▶ Exercise instructions
Write out the data below verbatim, from its first line through the line that contains "point(285, 65)", including that line.

— BEGIN Material provided —

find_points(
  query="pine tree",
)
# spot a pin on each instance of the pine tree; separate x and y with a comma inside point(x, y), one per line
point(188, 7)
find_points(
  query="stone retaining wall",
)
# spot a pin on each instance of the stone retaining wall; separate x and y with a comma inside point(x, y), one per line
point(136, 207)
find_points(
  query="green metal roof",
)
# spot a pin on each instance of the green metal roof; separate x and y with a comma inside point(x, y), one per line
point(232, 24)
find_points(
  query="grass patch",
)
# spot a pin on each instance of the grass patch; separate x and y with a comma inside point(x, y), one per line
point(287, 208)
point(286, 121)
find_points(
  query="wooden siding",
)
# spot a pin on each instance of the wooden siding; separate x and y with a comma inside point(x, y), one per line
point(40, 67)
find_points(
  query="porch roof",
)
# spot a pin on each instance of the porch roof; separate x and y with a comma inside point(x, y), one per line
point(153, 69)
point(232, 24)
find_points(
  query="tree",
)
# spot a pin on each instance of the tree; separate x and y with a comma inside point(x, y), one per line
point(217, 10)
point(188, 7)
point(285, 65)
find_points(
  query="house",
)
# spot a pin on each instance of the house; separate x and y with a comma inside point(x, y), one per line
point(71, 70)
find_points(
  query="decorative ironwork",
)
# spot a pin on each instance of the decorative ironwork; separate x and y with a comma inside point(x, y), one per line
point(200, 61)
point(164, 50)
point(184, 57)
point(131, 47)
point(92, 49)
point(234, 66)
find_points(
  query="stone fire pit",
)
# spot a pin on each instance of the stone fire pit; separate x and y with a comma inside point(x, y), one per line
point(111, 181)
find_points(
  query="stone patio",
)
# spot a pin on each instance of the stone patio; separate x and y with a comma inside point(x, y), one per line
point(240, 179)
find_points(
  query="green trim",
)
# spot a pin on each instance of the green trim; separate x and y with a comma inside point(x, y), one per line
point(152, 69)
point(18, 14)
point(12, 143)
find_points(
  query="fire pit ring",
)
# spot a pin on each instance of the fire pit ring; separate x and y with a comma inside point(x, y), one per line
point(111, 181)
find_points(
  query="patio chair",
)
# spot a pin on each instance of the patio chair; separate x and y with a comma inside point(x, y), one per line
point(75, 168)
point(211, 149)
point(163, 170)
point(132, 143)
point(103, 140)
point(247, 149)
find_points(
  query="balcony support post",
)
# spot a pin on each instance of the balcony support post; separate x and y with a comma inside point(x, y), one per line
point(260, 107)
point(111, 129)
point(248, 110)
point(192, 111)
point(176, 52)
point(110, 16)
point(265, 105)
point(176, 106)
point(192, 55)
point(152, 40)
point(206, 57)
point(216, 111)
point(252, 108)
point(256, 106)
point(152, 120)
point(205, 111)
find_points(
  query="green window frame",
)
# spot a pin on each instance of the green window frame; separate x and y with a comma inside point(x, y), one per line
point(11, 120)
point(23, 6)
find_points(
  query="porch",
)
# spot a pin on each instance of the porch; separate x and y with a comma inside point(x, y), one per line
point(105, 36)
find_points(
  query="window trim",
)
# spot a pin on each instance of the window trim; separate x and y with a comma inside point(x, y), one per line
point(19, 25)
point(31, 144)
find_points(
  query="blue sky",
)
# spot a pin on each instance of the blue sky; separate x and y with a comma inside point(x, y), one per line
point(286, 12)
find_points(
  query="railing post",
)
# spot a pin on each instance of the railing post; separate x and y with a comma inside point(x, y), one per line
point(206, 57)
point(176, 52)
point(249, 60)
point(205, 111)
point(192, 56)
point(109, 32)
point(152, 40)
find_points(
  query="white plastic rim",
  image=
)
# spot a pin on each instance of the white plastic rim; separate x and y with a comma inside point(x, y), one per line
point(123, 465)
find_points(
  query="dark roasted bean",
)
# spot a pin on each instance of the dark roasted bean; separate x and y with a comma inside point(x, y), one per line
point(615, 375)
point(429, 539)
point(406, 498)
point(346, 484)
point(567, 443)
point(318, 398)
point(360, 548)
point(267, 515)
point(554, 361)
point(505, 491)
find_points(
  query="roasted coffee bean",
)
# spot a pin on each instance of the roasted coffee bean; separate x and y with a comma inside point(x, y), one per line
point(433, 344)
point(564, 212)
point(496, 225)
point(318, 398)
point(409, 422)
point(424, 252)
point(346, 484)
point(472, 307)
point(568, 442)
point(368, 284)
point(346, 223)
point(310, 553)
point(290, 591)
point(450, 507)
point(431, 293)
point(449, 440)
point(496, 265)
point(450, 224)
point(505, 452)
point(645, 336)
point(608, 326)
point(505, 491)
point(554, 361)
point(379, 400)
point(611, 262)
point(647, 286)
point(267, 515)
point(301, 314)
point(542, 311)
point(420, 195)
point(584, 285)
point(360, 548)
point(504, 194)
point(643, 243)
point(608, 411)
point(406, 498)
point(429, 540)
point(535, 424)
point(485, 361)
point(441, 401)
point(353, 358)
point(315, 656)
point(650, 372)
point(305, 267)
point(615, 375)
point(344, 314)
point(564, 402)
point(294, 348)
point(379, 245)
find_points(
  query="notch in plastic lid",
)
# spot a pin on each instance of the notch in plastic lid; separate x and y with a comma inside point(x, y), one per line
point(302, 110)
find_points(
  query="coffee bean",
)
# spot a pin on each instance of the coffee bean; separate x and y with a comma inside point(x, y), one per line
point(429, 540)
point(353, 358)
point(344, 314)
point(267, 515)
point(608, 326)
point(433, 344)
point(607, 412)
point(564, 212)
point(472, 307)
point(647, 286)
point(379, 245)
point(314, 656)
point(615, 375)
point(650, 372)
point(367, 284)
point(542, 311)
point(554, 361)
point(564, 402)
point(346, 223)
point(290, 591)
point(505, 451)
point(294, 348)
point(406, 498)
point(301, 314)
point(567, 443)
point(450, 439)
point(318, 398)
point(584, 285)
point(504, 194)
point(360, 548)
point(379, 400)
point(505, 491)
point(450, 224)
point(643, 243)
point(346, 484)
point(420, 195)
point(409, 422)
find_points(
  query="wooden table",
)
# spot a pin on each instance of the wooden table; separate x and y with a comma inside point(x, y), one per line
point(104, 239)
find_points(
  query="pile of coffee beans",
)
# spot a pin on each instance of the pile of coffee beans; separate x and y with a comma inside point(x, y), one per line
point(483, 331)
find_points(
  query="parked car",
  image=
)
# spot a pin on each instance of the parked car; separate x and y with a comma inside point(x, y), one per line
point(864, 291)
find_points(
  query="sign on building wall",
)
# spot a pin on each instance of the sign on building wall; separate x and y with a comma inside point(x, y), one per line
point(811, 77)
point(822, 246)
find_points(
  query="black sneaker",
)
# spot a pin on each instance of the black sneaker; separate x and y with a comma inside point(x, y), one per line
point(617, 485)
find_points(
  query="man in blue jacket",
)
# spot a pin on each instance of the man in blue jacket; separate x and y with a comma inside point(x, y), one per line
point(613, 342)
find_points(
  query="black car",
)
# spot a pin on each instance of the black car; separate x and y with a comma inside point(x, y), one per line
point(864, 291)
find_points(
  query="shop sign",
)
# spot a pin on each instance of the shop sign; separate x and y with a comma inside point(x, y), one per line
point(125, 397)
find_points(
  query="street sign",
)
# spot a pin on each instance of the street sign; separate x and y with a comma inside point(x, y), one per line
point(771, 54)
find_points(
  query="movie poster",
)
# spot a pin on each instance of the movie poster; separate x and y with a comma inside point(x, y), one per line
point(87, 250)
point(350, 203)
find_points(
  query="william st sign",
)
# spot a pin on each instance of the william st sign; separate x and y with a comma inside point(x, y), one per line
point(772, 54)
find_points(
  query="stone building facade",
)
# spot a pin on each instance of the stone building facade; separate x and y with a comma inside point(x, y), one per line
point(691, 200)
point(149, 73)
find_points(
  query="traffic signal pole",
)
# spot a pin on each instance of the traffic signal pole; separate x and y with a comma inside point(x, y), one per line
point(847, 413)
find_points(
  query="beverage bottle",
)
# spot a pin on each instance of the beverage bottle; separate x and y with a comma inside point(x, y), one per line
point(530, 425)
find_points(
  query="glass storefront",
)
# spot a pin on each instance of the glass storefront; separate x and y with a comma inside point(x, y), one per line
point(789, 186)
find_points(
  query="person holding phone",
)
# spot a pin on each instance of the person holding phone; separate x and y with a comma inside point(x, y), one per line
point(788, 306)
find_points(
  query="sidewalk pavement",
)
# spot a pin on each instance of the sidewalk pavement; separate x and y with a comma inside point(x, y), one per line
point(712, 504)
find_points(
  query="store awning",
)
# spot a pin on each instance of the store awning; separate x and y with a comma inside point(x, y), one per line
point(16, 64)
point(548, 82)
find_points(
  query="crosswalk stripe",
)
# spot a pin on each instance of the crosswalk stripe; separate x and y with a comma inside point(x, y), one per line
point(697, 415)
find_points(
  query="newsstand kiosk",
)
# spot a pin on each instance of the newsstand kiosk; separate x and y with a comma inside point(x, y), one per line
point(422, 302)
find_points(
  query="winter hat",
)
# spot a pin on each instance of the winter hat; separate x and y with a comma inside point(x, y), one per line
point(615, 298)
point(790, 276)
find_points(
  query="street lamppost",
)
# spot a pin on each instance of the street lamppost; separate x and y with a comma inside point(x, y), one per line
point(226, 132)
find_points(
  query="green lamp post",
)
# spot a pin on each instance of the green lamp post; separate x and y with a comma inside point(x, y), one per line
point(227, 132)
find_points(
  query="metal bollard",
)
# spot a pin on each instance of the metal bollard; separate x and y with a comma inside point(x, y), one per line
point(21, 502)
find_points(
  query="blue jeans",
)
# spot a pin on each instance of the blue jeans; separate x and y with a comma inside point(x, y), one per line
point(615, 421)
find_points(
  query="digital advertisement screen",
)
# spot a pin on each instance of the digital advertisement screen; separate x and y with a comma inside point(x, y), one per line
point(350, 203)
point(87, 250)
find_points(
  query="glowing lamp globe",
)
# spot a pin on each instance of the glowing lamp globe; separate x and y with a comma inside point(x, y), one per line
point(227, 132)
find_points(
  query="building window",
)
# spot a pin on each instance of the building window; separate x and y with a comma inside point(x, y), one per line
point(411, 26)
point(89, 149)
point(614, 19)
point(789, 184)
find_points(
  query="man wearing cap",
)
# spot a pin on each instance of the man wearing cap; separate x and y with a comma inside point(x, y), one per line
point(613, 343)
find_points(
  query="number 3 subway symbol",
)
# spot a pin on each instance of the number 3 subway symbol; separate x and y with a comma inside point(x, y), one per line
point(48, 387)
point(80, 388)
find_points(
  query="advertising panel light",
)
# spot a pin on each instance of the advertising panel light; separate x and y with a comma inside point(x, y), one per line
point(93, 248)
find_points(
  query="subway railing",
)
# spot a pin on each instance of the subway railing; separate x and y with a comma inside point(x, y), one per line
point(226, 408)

— END Material provided —

▶ Answer to this problem
find_points(
  query="pine tree",
)
# spot a pin on each instance of the pine tree; separate x and y with a comma inside point(x, y), one per line
point(188, 7)
find_points(
  query="stone retaining wall",
)
# spot a pin on each instance of the stone retaining wall; separate x and y with a comma inside point(x, y), one per line
point(136, 207)
find_points(
  query="green metal roof",
)
# spot a pin on each instance of the green metal roof; separate x and y with a comma inside point(x, y), one per line
point(232, 24)
find_points(
  query="grass patch",
)
# spot a pin on each instance of the grass patch; separate x and y with a comma inside point(x, y), one per line
point(287, 208)
point(286, 121)
find_points(
  query="wooden siding",
)
# spot a pin on each instance of the wooden siding; separate x and y with a comma inside point(x, y), one per line
point(40, 67)
find_points(
  query="porch roof",
)
# spot a pin on each instance of the porch roof; separate x and y with a comma inside point(x, y), one per line
point(153, 69)
point(232, 24)
find_points(
  query="tree",
)
# spot a pin on each instance of the tree; separate x and y with a comma inside point(x, y), one per line
point(217, 10)
point(188, 7)
point(285, 65)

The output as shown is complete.